_Selected extract_
▼

Several months ago, Kirrane approached Michel Claessens, one of two former spokesmen for the ITER organization, and asked him to help organize the fusion session for the summit. Kirrane was scheduled to be the chair of one panel. Claessens, the author of the book ITER: The Giant Fusion Reactor: Bringing a Sun to Earth, was scheduled to be the chair of the other panel.

Yesterday, Kirrane wrote to Claessens that the ITER organization decided not to participate in the program. Kirrane quickly began learning about the conflicts.

“This morning I had contact with the ITER organization. I learned that you and they have some differences of views. ITER will not participate in any meeting or activity that you have anything to do with. I have therefore decided to cancel the UNGA76 session on nuclear fusion,” Kirrane wrote.

Rather than accommodate the ITER organization’s implicit demand, Kirrane cancelled the entire session.

Even before he left the ITER organization in 2015, Claessens was concerned about the integrity of the organization’s public claims.

In 2017, when he was working for the European Commission, he learned more details about the previously hidden reactor power values and encouraged an open, public discussion. Claessens told New Energy Times that Laban Coblentz, the current ITER organization spokesman, immediately began encouraging Claessens to shut up.

Planned panelists for “Can ITER and Fusion Energy Play a Role in Fighting Climate Change?”

Panel Moderator: Declan Kirrane
Shira Tabachnikoff (deputy head of communications for the ITER organization)
Melanie Windridge (spokeswoman for Tokamak Energy Ltd., and the U.K. spokeswoman for the Fusion Industry Association)
Kirsty Gogan (managing partner of LucidCatalyst)

▲

_Recorded data_
▼

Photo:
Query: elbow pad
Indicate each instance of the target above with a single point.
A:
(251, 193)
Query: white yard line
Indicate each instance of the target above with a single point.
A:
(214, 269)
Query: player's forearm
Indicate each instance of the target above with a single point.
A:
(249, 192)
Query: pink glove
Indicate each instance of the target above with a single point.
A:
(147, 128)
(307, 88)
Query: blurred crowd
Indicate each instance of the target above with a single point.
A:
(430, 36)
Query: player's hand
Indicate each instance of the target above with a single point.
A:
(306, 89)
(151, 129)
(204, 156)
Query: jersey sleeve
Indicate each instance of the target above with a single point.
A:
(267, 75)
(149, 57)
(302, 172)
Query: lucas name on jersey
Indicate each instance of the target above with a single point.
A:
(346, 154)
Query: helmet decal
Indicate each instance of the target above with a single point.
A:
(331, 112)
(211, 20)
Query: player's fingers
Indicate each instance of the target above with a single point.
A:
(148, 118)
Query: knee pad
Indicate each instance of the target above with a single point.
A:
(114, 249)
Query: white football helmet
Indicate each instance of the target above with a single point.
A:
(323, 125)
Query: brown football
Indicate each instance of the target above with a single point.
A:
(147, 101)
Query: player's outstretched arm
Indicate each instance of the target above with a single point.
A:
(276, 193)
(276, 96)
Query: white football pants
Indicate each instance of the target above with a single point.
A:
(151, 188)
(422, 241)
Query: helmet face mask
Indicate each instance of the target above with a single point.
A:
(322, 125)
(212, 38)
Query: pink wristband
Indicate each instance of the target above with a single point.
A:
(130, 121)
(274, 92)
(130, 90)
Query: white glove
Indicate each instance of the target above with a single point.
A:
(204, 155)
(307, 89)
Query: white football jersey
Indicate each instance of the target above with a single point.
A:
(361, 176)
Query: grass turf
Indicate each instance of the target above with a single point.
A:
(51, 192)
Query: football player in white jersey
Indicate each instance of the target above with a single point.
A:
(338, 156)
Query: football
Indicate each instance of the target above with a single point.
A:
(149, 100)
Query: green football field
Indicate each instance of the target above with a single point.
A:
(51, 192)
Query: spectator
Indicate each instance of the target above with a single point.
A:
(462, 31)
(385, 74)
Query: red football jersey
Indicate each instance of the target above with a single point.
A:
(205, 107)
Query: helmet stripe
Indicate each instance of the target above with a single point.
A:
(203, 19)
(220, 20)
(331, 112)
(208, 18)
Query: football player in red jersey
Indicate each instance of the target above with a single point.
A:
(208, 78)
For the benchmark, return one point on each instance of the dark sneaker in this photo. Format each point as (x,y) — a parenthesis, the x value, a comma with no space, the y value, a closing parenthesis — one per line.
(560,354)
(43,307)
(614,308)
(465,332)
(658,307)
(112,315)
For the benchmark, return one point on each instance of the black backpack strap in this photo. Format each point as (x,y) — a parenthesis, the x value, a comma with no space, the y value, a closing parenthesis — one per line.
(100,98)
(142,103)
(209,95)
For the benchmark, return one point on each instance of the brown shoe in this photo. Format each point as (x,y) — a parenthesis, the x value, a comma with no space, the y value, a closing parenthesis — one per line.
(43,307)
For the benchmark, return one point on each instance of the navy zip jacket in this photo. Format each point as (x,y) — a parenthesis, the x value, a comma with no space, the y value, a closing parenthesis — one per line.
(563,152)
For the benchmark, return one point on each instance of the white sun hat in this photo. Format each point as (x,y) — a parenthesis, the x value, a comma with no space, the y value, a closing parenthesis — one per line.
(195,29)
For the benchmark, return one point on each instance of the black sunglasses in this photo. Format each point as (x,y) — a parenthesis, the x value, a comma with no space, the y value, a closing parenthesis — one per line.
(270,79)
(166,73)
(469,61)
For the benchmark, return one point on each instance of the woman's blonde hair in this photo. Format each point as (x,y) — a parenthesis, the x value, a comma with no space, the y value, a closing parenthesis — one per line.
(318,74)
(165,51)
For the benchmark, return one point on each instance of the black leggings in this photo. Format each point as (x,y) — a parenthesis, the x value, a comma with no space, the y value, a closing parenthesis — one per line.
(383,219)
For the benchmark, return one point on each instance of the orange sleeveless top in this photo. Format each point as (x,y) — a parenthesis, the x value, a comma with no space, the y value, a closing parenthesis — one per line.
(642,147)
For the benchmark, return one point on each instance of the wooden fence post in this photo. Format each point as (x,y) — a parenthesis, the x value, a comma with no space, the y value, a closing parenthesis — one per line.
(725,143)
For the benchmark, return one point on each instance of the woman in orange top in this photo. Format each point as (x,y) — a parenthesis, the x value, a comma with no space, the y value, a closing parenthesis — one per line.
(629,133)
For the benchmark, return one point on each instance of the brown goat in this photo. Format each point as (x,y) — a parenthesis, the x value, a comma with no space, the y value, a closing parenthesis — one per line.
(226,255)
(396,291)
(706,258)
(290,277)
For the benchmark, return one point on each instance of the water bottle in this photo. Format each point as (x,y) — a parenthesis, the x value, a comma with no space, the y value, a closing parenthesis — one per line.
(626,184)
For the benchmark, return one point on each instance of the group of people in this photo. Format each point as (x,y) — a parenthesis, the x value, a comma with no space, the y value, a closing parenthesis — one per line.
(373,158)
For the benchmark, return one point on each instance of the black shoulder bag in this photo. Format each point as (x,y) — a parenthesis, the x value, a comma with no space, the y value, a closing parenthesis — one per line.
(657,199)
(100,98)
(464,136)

▲

_Instructions_
1. For the text on the cancelled fusion session, state whether each statement agrees with it, answering yes or no and quoting the deciding words exactly.
(a) Claessens was scheduled to chair one of the panels.
(b) Claessens left the ITER organization in 2017.
(c) Kirrane agreed to hold the session without Claessens.
2. Write out everything in the text on the cancelled fusion session from "In 2017, when" down to "the ITER organization)".
3. Answer these questions from the text on the cancelled fusion session.
(a) What book did Claessens write?
(b) Who is the current ITER organization spokesman?
(c) What position does Shira Tabachnikoff hold?
Rely on the text alone, not on the rows.

_Task results_
1.
(a) Yes: "Claessens, the author of the book ITER: The Giant Fusion Reactor: Bringing a Sun to Earth, was scheduled to be the chair of the other panel."
(b) No: "Even before he left the ITER organization in 2015"
(c) No: "Rather than accommodate the ITER organization’s implicit demand, Kirrane cancelled the entire session."

2.
In 2017, when he was working for the European Commission, he learned more details about the previously hidden reactor power values and encouraged an open, public discussion. Claessens told New Energy Times that Laban Coblentz, the current ITER organization spokesman, immediately began encouraging Claessens to shut up.

Planned panelists for “Can ITER and Fusion Energy Play a Role in Fighting Climate Change?”

Panel Moderator: Declan Kirrane
Shira Tabachnikoff (deputy head of communications for the ITER organization)

3.
(a) ITER: The Giant Fusion Reactor: Bringing a Sun to Earth
(b) Laban Coblentz
(c) Deputy head of communications for the ITER organization